Petunjuk Pengerjaan »
a - Periksa apakah setiap pernyataan berikut sesuai dengan teks tentang teknik konseling. Jawab ya atau tidak, lalu kutip kata-kata teks yang menjadi dasarnya. (i) Dalam teknik mengarahkan, konselor lebih berinisiatif daripada klien. (ii) Merangkum dilakukan dengan kata-kata yang sulit dimengerti oleh klien. (iii) Berjabat tangan termasuk salah satu cara mengakhiri wawancara konseling.
b - Menurut teks tentang teknik konseling, pertanyaan apa yang diajukan kepada klien untuk menunjuk pada pertemuan yang akan datang?
c - Teruskan teks tentang teknik konseling mulai dari bagian setelah kalimat terakhirnya.

Teks Hasil Ekstraksi »
╔══
Mendengarkan secara aktif dan tepat adalah amat penting
selama wawancara berlangsung, lebih-lebih pada saat permulaan ketika konselor
biasanya mengambil bagian secara verbal kurang aktif. Konselor berusaha secara
benar-benar tepat penyesuaian dirinya dengan diri orang lain, memusatkan diri
pada orang lain, dan menjadikan pesan-pesan yang datang dari oarng lain itu
sebagai suatu yang amat penting.
5.
Teknik Mengarahkan
Pemberian pengarahan mengubah tekad hubungan konseling dan psikoterapi. Di
sini konselor lebih berinisiatif dari pada klien. Dengan memberikan pengarahan,
konselor merasa lebih terpanggil untuk diskusi dari pada klien, dan secara
tidak langsung konselor mengetahui apa yang harus dilakukan. Pemberian
pengarahan hanya dilakukan bila mana konselor benar-nenar telah memahami
keadaan dan kebutuyhan klien. Nilai dari upaya pemberian pengarahan tidaklah
diragukan ; namun konselor harus menentukan kapan cara ini tepat dilakukan, dan
cara mana yang sebaiknya dipakai.
Ada akibat-akibat (yang kurang
mengenakkan) tertentu yang berkaitan menggunakan pengarahan. Kebanyakan para
pemberi bantuan telah cukup mengenal keterampilan ini sebelumnya. Oleh karena
itu, terdapat kecendrungan untuk menggunakannya secara berlebih-lebihan atau
cepat-cepat menggunakan cara ini dalam setiap suasana konseling dan psikoterapi
yang sulit. Penggunaan pengarahan yang terlalu cepat atau terlalu sering terhadap
klien yang enggan malhan dapat mengakibatkan timbulnya suasana risi(tidak
tenang) aau menjngkelkan pada diri klien dan penyuluh tampak kurang peka
terhadap suasana kejiwaan klien.
6.
Teknik mengakhiri proses konseling
Ketrampilan mengakhiri wawancara konselng merupakan
teknik hubungan dalam proses konseling. Mengakhiri wawancara, dapat dilkukan
dengan cara:
a.
Mengatakan bahwa waktu sudah habis
b.
Merangkum isi pembicaraan
Merangkum
adalah proses menyatukan semua yang dikomunikasikan selama proses konseling
dengan menggunakan kata-kata yang mudah dimengerti oleh klien.
c.
Menunjukan pada pertemuan yang akan
datang dengan menanyakan “apa yang akan anda lakukan?”.
d.
Membuat catatan singkat.
Membuat
catatan merupakan usaha sederhana tetapi sangat penting karena kegiatan ini
mempunyai andil yang sangat besar dalam rencana pengubahan tingkah laku yang
perlu dirubah.
e.
Memberikan tugas-tugas tertentu
f.
Mendoakan klien semoga tetap bahagia
g.
Berdiri
h.
Perpisahan dengan berjabatan tangan.
B.
╚══
Entri Dataset »
╔══
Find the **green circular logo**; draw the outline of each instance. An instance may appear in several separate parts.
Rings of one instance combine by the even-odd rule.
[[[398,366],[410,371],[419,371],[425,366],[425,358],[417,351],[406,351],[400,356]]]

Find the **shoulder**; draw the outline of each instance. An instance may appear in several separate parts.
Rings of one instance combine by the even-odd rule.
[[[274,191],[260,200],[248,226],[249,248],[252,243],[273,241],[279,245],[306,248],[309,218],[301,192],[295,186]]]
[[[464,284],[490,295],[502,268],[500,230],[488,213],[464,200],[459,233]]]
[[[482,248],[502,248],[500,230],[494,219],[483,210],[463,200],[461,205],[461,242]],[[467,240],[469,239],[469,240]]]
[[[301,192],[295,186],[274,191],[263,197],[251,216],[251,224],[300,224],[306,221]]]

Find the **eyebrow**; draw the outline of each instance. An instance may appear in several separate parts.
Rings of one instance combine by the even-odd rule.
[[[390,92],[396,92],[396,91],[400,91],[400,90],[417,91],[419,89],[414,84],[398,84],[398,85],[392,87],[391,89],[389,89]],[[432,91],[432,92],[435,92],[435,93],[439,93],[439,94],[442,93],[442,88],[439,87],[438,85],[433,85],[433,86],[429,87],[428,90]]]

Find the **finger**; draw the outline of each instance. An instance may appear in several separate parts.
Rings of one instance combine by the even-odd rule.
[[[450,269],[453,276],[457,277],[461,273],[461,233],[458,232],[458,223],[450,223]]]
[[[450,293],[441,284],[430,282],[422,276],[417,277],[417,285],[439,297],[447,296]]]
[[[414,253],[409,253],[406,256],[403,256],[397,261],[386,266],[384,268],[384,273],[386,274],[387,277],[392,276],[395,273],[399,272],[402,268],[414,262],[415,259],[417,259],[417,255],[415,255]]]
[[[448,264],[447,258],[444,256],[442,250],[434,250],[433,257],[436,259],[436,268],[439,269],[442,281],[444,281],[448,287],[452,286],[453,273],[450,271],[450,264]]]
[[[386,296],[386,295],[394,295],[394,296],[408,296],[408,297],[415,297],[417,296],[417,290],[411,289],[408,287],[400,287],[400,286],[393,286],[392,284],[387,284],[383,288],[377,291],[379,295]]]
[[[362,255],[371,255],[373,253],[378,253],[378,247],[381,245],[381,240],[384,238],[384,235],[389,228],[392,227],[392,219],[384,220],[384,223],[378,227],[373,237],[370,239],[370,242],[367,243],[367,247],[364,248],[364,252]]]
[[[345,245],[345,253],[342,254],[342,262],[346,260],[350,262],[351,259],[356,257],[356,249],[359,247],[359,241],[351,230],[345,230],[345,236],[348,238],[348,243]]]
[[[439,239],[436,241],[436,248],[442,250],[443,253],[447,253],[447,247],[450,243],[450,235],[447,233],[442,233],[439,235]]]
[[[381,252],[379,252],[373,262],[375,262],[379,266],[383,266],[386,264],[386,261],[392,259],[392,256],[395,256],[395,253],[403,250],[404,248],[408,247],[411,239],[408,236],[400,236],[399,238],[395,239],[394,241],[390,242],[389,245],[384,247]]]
╚══
Jawaban Latihan »
a -
(i) Ya: "konselor lebih berinisiatif dari pada klien"
(ii) Tidak: "dengan menggunakan kata-kata yang mudah dimengerti oleh klien"
(iii) Ya: "Perpisahan dengan berjabatan tangan."

b - Pertanyaannya adalah “apa yang akan anda lakukan?”.

c -
Pertanyaan terbuka
Pertanyaan terbuka merupakan respon konselor dalam kalimat tanya
yang yang menuntut klien memberikan penjelasan yang panjang dan
banyak..Pertanyaan terbuka dapat membantu konselor dalam penggalian masalah dan
penjelajahan masalah. Melalui pertanyaan terbuka konselor bisa mendapatkan
informasi yang dibutuhkan dalam pemecahan masalah, sehingga konselor dapat
membimbing klien kea rah yang lebih tepat. Selama proses konseling hendaknya
konselor selalu menggunakan pertanyaan terbuka dan menghindari pertanyaan
tertutup. Pertanyaan tertutup digunakan hanya dalam kondisi yang betul-betul
diperlukan.
Pertanyaan terbuka mengajak klien
untuk meneruskan pertanyaannya dengan memberikan lebih banyak uraiannya
mengenal hal yang telah di kemukakanya. Misalnya terhadap uraian yang telah di
berikan oleh seorang ibu yang putus asa karena ulah anaknya yang kecanduan
narkoba, konselor bertanya :
“Bagaimana perasaan ibu ketika
melihat dia benar-benar kecanduan obat
terlarang itu?”
Pertanyaan terbuka seperti itu
penting, terutama pada tahap awal wawancara. Pertanyan-pertanyaan terbuka
lainya dapat di lakukan dengan mengunakan kata Tanya: apa, kapan, dan bagaimana. Pertanyaan terbuka seperti itu akan
menghasilkan jawaban yang dapat di
jadikan arah atau informasi yang berguna
untuk mengadakan tindak lanjut, dan juga memungkinkan suasana percakapan dapat
berlangsung dangan baik. Hal ini juga menunjukan pada klien bahwa ia bebas untuk mengemukakan
isi pembicaraan sesuai apa yang di inginkan.
Sebaliknya pertanyaan tertutup akan
cendrung menutup percakapan dengan hal menjawab pertanyan itu dengan
jawaban “ya” atau “ tidak” saja.
Meskipun konselor, katakanlah terpaksa menggunakan pertanyaan tertutup, sebaiknya
segera diikuti dengan pertanyaan terbuka, contoh: Anda betul-betul
mencintainya? Atau bagaimana?. Pertanyaan terbuka tanpa didahului oleh
pertanyaan tertutup misalnya: Bagaimana perasaan anda jika bertemu dengan
dia?Apa yang anda fikirkan tentang dia? Bagaimana kejadiannya?
C.
Keruntutan Dalam Konseling
Keruntutan merupakan respon yang diberikan konselor kepada klien
yang tepat pada sasaran, tidak menyimpang dari isi pernyataan atau pertanyaan klien.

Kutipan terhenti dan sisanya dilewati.